● Activity:
The expected output is each line in the data below that includes the string "wooden".

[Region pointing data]
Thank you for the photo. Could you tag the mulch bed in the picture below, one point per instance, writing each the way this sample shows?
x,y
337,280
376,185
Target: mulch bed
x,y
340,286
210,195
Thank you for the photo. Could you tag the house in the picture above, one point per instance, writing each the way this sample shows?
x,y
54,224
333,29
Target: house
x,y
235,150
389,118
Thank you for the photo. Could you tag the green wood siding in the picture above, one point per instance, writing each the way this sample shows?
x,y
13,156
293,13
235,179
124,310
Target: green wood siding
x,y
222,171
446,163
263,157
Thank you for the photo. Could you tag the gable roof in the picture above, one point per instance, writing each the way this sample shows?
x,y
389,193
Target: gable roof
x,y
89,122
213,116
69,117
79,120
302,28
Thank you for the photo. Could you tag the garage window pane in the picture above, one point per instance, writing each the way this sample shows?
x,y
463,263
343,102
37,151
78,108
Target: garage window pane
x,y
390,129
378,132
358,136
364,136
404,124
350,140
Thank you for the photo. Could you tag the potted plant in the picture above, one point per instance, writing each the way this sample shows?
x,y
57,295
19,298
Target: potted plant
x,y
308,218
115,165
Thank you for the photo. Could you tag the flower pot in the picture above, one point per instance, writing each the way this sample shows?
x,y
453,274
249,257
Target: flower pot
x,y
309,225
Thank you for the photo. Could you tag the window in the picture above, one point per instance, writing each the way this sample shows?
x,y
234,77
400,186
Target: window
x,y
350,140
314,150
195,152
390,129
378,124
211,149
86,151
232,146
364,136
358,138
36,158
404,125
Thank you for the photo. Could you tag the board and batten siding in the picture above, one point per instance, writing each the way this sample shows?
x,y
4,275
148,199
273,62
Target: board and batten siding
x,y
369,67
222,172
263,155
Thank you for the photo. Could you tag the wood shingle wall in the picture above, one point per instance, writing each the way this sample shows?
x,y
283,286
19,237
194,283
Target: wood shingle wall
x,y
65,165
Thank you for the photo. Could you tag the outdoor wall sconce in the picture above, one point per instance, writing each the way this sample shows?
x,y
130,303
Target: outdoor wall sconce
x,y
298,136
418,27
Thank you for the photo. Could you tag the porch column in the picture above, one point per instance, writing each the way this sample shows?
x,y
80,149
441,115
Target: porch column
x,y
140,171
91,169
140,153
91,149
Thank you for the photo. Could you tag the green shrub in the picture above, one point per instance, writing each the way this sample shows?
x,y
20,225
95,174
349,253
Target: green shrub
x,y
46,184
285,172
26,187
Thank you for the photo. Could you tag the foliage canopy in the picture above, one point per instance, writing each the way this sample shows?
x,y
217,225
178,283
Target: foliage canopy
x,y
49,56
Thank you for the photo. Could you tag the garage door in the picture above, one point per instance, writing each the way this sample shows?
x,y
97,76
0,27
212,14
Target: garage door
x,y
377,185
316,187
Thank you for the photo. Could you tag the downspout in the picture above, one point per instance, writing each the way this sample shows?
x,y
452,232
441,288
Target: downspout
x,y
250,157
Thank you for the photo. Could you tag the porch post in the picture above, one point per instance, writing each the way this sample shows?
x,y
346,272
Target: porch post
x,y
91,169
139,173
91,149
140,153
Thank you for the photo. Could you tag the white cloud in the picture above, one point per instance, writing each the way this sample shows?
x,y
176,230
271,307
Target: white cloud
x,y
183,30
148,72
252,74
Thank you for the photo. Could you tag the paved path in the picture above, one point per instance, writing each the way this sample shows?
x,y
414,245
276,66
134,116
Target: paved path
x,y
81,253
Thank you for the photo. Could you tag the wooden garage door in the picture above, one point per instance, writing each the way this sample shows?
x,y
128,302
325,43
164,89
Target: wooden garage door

● Response for this exercise:
Thank you for the photo. Could you tag the wooden garage door in the picture above, one point per instance, writing each the way this sample shows?
Target: wooden garage door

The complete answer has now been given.